What to do
Write out the listing below again, line for line and unchanged, leaving out the pictures.

begin Data to use

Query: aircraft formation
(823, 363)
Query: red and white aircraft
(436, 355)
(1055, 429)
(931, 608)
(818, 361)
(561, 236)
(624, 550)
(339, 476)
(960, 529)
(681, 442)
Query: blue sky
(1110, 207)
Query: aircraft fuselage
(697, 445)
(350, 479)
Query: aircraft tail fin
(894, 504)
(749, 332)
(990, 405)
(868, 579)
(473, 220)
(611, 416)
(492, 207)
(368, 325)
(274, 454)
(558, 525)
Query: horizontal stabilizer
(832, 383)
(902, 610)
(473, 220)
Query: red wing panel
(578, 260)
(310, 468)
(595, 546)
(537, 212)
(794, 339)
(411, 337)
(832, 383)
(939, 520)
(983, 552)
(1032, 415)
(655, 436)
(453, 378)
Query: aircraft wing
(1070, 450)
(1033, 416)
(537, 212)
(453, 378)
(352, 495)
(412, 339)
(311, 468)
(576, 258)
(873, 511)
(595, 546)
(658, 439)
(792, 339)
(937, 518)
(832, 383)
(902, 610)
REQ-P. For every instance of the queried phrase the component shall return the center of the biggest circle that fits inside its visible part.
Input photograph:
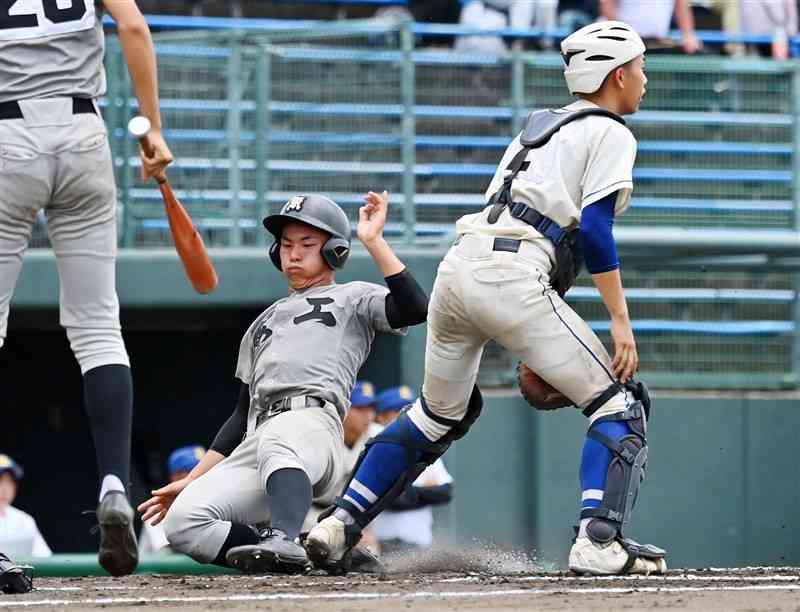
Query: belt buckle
(274, 409)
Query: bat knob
(138, 127)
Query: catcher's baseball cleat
(275, 554)
(15, 578)
(587, 557)
(118, 554)
(327, 548)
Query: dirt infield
(747, 589)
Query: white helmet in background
(592, 52)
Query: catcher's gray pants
(61, 163)
(234, 491)
(481, 294)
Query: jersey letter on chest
(317, 314)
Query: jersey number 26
(37, 18)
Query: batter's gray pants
(234, 491)
(61, 163)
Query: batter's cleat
(274, 554)
(327, 547)
(612, 558)
(118, 554)
(15, 579)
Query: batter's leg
(215, 512)
(82, 226)
(24, 189)
(299, 455)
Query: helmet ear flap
(275, 255)
(335, 252)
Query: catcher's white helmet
(592, 52)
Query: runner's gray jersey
(312, 342)
(51, 48)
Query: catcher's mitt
(15, 578)
(537, 392)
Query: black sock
(108, 392)
(289, 498)
(239, 535)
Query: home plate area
(769, 588)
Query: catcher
(283, 445)
(504, 279)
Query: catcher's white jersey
(582, 163)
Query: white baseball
(139, 126)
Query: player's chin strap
(419, 456)
(625, 474)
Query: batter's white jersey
(20, 536)
(585, 161)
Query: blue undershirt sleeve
(596, 236)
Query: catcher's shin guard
(625, 474)
(419, 456)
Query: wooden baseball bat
(188, 241)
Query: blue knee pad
(394, 459)
(595, 461)
(613, 466)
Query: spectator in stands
(501, 14)
(652, 19)
(777, 18)
(181, 461)
(574, 14)
(19, 535)
(408, 524)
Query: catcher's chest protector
(539, 129)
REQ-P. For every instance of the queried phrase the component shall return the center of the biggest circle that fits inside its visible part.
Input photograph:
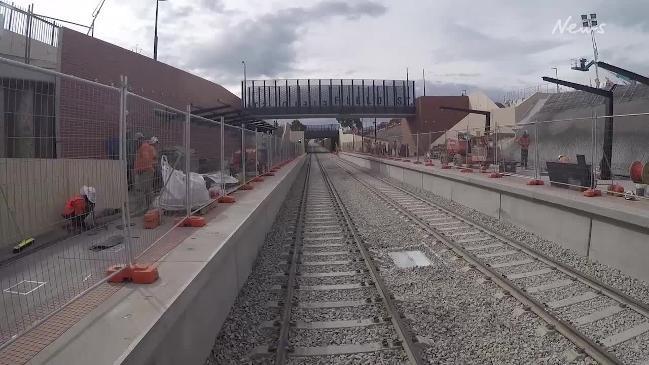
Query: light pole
(590, 21)
(155, 36)
(423, 78)
(245, 81)
(556, 76)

end Data to use

Task output
Query: aircraft formation
(823, 363)
Query: red and white aircraft
(436, 355)
(1055, 429)
(931, 608)
(818, 361)
(561, 236)
(624, 550)
(339, 476)
(960, 529)
(681, 442)
Query: blue sky
(1110, 207)
Query: aircraft fuselage
(697, 445)
(350, 479)
Query: aircraft tail fin
(894, 504)
(749, 332)
(990, 405)
(868, 579)
(473, 220)
(611, 416)
(492, 207)
(368, 325)
(274, 454)
(558, 525)
Query: horizontal stabilizer
(832, 383)
(902, 610)
(473, 220)
Query: red wing panel
(578, 260)
(310, 468)
(595, 546)
(537, 212)
(794, 339)
(411, 337)
(832, 383)
(939, 520)
(983, 552)
(1032, 415)
(655, 436)
(453, 378)
Query: aircraft wing
(1070, 450)
(1033, 416)
(537, 212)
(453, 378)
(352, 495)
(412, 339)
(311, 468)
(576, 258)
(873, 511)
(595, 546)
(658, 439)
(792, 339)
(937, 518)
(832, 383)
(902, 610)
REQ-P. For every instance of the queried phrase the component shall return the center of the biggest circle that fits inside its visible part.
Input photograph:
Query: belt buckle
(274, 409)
Query: bat knob
(138, 127)
Query: catcher's baseball cleat
(275, 554)
(15, 578)
(587, 557)
(118, 554)
(327, 548)
Query: dirt infield
(747, 589)
Query: white helmet in background
(592, 52)
Query: catcher's gray pants
(61, 163)
(234, 491)
(481, 294)
Query: jersey letter on chest
(317, 314)
Query: jersey number 26
(37, 18)
Query: batter's gray pants
(234, 491)
(61, 163)
Query: batter's cleat
(274, 554)
(327, 547)
(612, 558)
(118, 554)
(15, 579)
Query: batter's leg
(215, 512)
(82, 226)
(24, 189)
(299, 455)
Query: helmet ear flap
(275, 255)
(335, 252)
Query: catcher's white helmet
(592, 52)
Query: runner's gray jersey
(312, 342)
(51, 48)
Query: catcher's mitt
(15, 578)
(537, 392)
Query: black sock
(108, 392)
(289, 498)
(239, 535)
Query: home plate area
(769, 588)
Query: catcher
(283, 445)
(504, 279)
Query: catcher's white jersey
(582, 163)
Query: white baseball
(139, 126)
Query: player's chin strap
(419, 456)
(625, 474)
Query: batter's white jersey
(20, 536)
(585, 161)
Query: blue undershirt sleeve
(596, 236)
Query: catcher's shin guard
(625, 474)
(419, 456)
Query: wooden baseball bat
(188, 241)
Query: blue knee pad
(394, 459)
(595, 461)
(613, 466)
Query: spectator in stands
(501, 14)
(652, 19)
(777, 18)
(181, 461)
(574, 14)
(19, 535)
(408, 524)
Query: catcher's chest protector
(539, 129)
REQ-P. For every instance of the queried phrase the component shall return the center of the biggest circle that fits inside its visible part.
Input photograph:
Query: light pole
(590, 21)
(155, 36)
(423, 78)
(245, 81)
(556, 76)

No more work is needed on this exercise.